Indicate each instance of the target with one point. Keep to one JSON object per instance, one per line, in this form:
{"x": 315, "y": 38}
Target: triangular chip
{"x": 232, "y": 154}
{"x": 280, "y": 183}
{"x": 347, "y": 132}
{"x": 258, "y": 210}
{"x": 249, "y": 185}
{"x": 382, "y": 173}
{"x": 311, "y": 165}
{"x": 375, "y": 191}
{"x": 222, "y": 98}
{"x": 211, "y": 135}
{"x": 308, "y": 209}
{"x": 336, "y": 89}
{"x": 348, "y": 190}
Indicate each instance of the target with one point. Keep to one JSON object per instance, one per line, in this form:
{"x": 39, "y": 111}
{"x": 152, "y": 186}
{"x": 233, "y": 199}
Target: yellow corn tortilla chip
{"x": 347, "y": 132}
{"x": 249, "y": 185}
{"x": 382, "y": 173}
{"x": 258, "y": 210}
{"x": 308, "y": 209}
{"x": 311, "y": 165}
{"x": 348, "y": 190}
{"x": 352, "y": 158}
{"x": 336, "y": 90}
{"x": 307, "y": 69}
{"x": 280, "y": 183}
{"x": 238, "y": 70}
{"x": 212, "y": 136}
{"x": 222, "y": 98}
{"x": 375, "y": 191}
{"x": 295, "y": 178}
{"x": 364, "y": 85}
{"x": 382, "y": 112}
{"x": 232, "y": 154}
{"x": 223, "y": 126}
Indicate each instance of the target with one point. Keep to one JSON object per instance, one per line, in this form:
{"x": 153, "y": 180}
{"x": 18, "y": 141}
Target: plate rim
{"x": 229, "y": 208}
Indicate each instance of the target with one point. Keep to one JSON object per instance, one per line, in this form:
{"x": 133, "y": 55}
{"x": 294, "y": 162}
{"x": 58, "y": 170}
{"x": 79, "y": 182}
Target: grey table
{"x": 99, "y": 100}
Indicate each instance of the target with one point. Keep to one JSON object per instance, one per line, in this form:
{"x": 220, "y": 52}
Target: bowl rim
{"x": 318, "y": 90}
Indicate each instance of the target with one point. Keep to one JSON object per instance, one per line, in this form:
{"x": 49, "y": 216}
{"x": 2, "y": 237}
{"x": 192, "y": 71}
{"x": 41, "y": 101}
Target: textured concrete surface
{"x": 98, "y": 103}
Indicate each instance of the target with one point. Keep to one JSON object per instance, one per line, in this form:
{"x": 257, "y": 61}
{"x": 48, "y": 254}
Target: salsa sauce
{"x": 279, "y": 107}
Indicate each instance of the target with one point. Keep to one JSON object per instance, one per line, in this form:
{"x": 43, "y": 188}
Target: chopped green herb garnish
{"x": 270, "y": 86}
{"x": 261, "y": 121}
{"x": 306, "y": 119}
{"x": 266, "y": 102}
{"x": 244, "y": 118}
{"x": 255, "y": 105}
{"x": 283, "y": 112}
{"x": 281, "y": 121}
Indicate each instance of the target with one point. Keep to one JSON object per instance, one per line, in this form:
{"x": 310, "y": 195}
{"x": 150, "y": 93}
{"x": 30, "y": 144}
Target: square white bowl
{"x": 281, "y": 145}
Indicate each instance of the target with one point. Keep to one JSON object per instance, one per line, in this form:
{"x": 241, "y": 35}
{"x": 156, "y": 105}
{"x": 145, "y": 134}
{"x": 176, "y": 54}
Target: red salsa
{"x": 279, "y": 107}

Exercise: The full listing above needs to be given again exactly.

Answer space:
Indicate each instance of the target with one point. Keep to one JSON object per instance, one per line, in this form:
{"x": 315, "y": 38}
Target: triangular chip
{"x": 232, "y": 154}
{"x": 280, "y": 183}
{"x": 347, "y": 132}
{"x": 258, "y": 210}
{"x": 249, "y": 185}
{"x": 382, "y": 173}
{"x": 311, "y": 165}
{"x": 375, "y": 191}
{"x": 222, "y": 98}
{"x": 211, "y": 135}
{"x": 308, "y": 209}
{"x": 336, "y": 89}
{"x": 348, "y": 190}
Indicate each instance of the target with one point. Keep to one JSON object per instance, one per line, in this form:
{"x": 39, "y": 111}
{"x": 152, "y": 186}
{"x": 233, "y": 199}
Target: yellow corn tortilla chip
{"x": 347, "y": 132}
{"x": 249, "y": 185}
{"x": 382, "y": 173}
{"x": 258, "y": 210}
{"x": 308, "y": 209}
{"x": 311, "y": 165}
{"x": 348, "y": 190}
{"x": 352, "y": 158}
{"x": 336, "y": 90}
{"x": 307, "y": 69}
{"x": 280, "y": 183}
{"x": 238, "y": 70}
{"x": 212, "y": 136}
{"x": 222, "y": 98}
{"x": 375, "y": 191}
{"x": 295, "y": 178}
{"x": 364, "y": 85}
{"x": 382, "y": 112}
{"x": 232, "y": 154}
{"x": 223, "y": 126}
Indicate each instance of the target with one point. Keep to one JSON object per instance, one per line, in this form:
{"x": 153, "y": 180}
{"x": 18, "y": 141}
Target: plate rim
{"x": 229, "y": 208}
Indicate each instance of the target with one point. Keep to one JSON object per instance, one per line, in this form:
{"x": 133, "y": 55}
{"x": 294, "y": 162}
{"x": 58, "y": 170}
{"x": 79, "y": 182}
Target: grey table
{"x": 99, "y": 100}
Indicate each instance of the target with one point. Keep to one JSON object per instance, one per line, in this form:
{"x": 220, "y": 52}
Target: bowl rim
{"x": 318, "y": 90}
Indicate each instance of the target with one point. Keep to one JSON object per instance, one per line, in this form:
{"x": 49, "y": 216}
{"x": 2, "y": 237}
{"x": 192, "y": 71}
{"x": 41, "y": 101}
Target: textured concrete surface
{"x": 98, "y": 103}
Indicate each instance of the target with one point. Keep to one JSON object per instance, one per line, in this form:
{"x": 257, "y": 61}
{"x": 48, "y": 254}
Target: salsa sauce
{"x": 279, "y": 107}
Indicate each instance of the target with one point. Keep to one JSON object per instance, one per line, in this form:
{"x": 43, "y": 188}
Target: chopped green herb garnish
{"x": 270, "y": 86}
{"x": 261, "y": 121}
{"x": 306, "y": 119}
{"x": 266, "y": 102}
{"x": 244, "y": 118}
{"x": 255, "y": 105}
{"x": 283, "y": 112}
{"x": 281, "y": 121}
Indicate each instance of the target with one point. Keep to one JSON object per instance, one per line, in this form:
{"x": 310, "y": 195}
{"x": 150, "y": 93}
{"x": 30, "y": 144}
Target: square white bowl
{"x": 281, "y": 145}
Indicate each instance of the target with one point. Keep to one JSON object per instance, one per line, in this form:
{"x": 241, "y": 35}
{"x": 156, "y": 105}
{"x": 145, "y": 134}
{"x": 176, "y": 54}
Target: red salsa
{"x": 279, "y": 107}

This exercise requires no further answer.